#### TÂCHES À RÉALISER
**1.** Répondez à ces questions sur le texte consacré au journalisme d'investigation :
(a) Quels consortiums internationaux sont cités en exemple ?
(b) Quelles problématiques mondiales Fabrice Arfi mentionne-t-il ?
(c) Quelle plateforme sert d'exemple à Élise Lucet ?
**2.** D'après le texte sur le journalisme d'investigation, pourquoi Fabrice Arfi juge-t-il nécessaire que les médias mutualisent leur travail ? Répondez en une à trois phrases.
**3.** Écrivez la suite du texte sur le journalisme d'investigation, en partant de sa dernière phrase.

Le journalisme d'investigation doit-il se mondialiser pour exister ?

L' ICIJ (International Consortium of Investigative Journalists) et l' EIC (European investigative collaborations) sont quelques exemples de consortiums internationaux qui regroupent des journalistes travaillant sur le même sujet. Est-ce l'avenir de la profession ?

"Cela permet de créer une intelligence collective, se rejouit Fabrice Arfi. Il faut que les médias mutualisent leur travail pour faire face à des problématiques mondiales, comme la fraude fiscale ou la corruption par exemple. Quand des dizaines de grands médias internationaux décident de faire leur Une sur le même sujet, cela permet de reprendre la main sur le récit."

Le data journalisme, c'est-à-dire d'analyse de données, est aussi en plein essor. Une pratique dont s'emparent aussi les citoyens. Élise Lucet, à travers l'exemple de la plateforme Bellingcat, y voit "la possibilité de faire émerger de manière plus large de nouvelles pratiques et une vérité plus réelle avec plein d'outils différents".

(Entrées du jeu de données)
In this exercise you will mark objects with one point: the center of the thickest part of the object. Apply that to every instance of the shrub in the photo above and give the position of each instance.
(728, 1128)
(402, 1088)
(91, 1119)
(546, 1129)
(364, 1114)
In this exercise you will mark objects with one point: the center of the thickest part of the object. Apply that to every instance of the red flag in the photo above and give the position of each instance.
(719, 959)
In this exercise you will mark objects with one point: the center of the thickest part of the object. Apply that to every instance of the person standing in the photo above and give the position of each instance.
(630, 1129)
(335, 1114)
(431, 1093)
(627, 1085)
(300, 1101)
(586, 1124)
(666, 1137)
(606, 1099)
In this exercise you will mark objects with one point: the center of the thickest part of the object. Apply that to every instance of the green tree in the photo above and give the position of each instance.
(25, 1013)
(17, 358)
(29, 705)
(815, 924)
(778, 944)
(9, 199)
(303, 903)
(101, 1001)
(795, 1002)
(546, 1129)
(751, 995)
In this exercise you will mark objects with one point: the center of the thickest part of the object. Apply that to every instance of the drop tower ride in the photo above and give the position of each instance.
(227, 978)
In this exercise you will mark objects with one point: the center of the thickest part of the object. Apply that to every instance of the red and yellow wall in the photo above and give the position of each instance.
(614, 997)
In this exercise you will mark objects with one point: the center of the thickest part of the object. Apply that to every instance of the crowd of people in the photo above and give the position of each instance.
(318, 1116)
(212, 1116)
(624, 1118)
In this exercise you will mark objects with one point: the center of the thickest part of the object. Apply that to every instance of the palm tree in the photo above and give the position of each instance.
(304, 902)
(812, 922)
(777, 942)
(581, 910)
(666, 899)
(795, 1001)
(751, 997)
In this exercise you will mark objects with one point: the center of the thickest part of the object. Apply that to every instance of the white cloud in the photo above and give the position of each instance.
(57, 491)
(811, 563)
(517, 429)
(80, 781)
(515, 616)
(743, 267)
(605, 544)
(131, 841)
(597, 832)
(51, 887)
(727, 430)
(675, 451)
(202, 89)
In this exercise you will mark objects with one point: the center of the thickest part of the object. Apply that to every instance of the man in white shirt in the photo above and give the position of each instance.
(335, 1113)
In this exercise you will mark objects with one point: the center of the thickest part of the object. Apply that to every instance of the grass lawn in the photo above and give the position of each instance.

#### RÉPONSES
**1.**
(a) L'ICIJ (International Consortium of Investigative Journalists) et l'EIC (European investigative collaborations).
(b) La fraude fiscale et la corruption.
(c) La plateforme Bellingcat.

**2.** Selon Fabrice Arfi, les médias doivent mutualiser leur travail pour faire face à des problématiques mondiales, comme la fraude fiscale ou la corruption. Quand des dizaines de grands médias internationaux font leur Une sur le même sujet, ils peuvent reprendre la main sur le récit.

**3.**
Le 1er octobre 2018, le site d'investigation local Mediacités a lancé une plateforme locale qui permet aux lanceurs d'alerte de s'exprimer en toute sécurité. "Une cinquantaine de témoignages nous sont déjà parvenus, explique Jacques Trentesaux. C'est une base de départ solide. Il y a au niveau local en enjeu majeur de faire remonter des informations qui pour le public sont très importantes parce qu'elles concernent leur ville. La proximité permet de regagner la confiance".

Pour aller plus loin

  • Forbidden Stories, un réseau de journalistes qui s'engagent à reprendre et publier le travail de confrères qui sont menacés, emprisonnés ou ont été assassinés.
  • Disclose, premier média à but non lucratif, dont la cellule investigation de Radio France est partenaire.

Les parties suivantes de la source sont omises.